[Data listing]

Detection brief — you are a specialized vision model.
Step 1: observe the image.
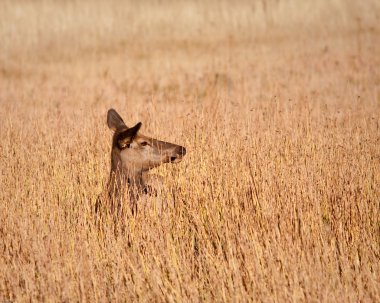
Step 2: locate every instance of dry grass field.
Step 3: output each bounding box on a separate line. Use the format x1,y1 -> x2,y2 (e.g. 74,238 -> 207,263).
0,0 -> 380,303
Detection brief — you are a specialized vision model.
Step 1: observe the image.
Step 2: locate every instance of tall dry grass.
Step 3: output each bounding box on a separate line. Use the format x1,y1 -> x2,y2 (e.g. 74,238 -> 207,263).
0,0 -> 380,302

| The problem |
Please find each line in the listing above that contains the word "grass" and copy those lines out.

| The answer |
Step 2: locate every instance of dry grass field.
Step 2: locate every instance of tall dry grass.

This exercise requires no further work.